* **Fragment strony**
↓↓↓
Co do Febiego, to wiadomo, że od dawna jest to pakowacz i producent, który przeniósł fabryki do Azji. Jednak jest różnica pomiędzy Febim a tanim, jak to Sofimcars nazywa, "kogucikiem Made in China". Fabryki Febiego w Azji, na wzór tych Niemieckich mają bardzo rygorystyczne podejście do jakości i nadzoru nad produkcją. A to, że dopasowując się do rynku nie produkują wszystkiego w Niemczech jest zrozumiałe dla przeciętnego średniointeligenta.

Odpowiedz

Anonim, 24 lutego 2012, 11:38 0 0

Brawo, brawo, wedle ciebie wszyscy dziś(przynajmniej) powinni wyrzucić co kupili nie świadomie? chłam i kupić powinni "markę"...brawo, wolałbym aby "wszyscy" zostali świadomymi właścicielami np: "chłamu", co mówi o tym, aby informowano kupującego, że marka "tanizna" aby miała w sobie informacje, że to "made in china", a nie "made in nicość".

Co do "febiego", proszę nie mieszaj febiego z "tanizną", i nie staraj się wciskać kitu, którego ja nie napisałem.
Tak, że staraj się przynajmniej być obiektywny, i staraj się być przynajmniej "średnio-inteligentny".
Jeśli chodzi o mnie to osobiście, szanuje sobie firmę "Markową firmę".
A nie dziadostwo, które na każdym kroku dziaduje....
Pozdrawiam SOFIMCARS

Odpowiedz

Anonim, 24 lutego 2012, 12:29 0 0

Sofimcars. Jak masz jeszcze resztki ludzich odruchów, to zadzwoń do nabywcy Twoich super-chińskich opon i sprawdź czy żyje, czy leży już na komunalnym.

Odpowiedz

Anonim, 24 lutego 2012, 12:45 0 0

Co za poziom...widzę, że i bystra woda z muszli się odzywa "Made in china".
Jak to powiadają, na obronę najlepszy jest atak.
↑↑↑
* **Pokazany materiał**
↓↓↓
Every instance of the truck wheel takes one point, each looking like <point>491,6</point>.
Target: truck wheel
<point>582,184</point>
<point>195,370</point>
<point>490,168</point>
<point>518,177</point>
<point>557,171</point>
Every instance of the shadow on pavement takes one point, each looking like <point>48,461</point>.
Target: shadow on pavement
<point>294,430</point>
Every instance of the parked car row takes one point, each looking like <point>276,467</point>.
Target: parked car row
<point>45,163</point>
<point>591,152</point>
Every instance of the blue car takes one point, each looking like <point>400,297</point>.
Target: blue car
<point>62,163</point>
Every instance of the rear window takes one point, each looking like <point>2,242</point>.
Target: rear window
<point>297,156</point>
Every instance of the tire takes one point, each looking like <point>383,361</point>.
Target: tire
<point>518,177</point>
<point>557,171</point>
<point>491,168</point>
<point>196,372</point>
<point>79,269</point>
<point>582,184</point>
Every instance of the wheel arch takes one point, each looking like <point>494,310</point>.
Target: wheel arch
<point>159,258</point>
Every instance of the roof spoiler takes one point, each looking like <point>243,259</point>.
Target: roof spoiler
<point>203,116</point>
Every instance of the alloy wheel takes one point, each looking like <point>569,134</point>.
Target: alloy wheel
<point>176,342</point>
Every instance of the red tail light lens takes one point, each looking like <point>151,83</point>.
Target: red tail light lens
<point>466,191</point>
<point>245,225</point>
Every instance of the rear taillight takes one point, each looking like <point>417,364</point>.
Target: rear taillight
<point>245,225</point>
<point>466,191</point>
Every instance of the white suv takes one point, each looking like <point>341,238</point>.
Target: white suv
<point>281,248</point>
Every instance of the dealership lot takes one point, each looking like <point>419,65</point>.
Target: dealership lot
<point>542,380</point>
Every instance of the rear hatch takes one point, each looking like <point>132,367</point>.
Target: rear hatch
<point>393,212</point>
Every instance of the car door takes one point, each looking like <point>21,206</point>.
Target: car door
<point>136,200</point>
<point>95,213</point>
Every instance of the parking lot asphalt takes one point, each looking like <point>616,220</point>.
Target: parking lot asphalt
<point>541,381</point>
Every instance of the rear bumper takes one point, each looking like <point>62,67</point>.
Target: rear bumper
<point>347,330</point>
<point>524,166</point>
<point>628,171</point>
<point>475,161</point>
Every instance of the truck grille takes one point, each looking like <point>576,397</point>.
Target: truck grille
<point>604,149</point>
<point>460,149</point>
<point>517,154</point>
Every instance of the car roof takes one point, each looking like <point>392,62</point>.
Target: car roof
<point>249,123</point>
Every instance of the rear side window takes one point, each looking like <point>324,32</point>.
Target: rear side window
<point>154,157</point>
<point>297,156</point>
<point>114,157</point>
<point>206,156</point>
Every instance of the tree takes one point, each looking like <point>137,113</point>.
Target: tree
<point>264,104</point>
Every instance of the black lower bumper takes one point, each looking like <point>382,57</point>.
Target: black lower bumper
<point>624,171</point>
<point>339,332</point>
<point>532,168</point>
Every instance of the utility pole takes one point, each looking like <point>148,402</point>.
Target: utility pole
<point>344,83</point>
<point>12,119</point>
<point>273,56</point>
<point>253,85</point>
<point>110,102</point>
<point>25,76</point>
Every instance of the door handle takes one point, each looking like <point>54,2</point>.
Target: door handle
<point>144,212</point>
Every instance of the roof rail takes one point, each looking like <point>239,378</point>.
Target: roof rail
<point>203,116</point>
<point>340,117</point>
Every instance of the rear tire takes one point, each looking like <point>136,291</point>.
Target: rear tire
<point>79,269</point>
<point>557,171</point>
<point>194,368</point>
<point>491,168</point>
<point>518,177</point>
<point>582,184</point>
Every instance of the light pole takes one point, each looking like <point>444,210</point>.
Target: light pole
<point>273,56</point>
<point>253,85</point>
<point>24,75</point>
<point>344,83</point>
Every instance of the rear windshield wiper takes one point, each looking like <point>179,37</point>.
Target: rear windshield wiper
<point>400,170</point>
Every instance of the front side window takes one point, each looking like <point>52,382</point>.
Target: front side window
↑↑↑
* **Zadania do wykonania**
[A] Wypisz wszystkie godziny publikacji komentarzy podane we fragmencie dyskusji.
[B] Powtórz dokładnie tę część fragmentu dyskusji, która zaczyna się od "Anonim, 24 lutego 2012, 11:38", a kończy na "każdym kroku dziaduje....".
Korzystaj wyłącznie z fragmentu dyskusji.

* **Odpowiedzi**
[A] 11:38, 12:29, 12:45

[B]
Anonim, 24 lutego 2012, 11:38 0 0

Brawo, brawo, wedle ciebie wszyscy dziś(przynajmniej) powinni wyrzucić co kupili nie świadomie? chłam i kupić powinni "markę"...brawo, wolałbym aby "wszyscy" zostali świadomymi właścicielami np: "chłamu", co mówi o tym, aby informowano kupującego, że marka "tanizna" aby miała w sobie informacje, że to "made in china", a nie "made in nicość".

Co do "febiego", proszę nie mieszaj febiego z "tanizną", i nie staraj się wciskać kitu, którego ja nie napisałem.
Tak, że staraj się przynajmniej być obiektywny, i staraj się być przynajmniej "średnio-inteligentny".
Jeśli chodzi o mnie to osobiście, szanuje sobie firmę "Markową firmę".
A nie dziadostwo, które na każdym kroku dziaduje....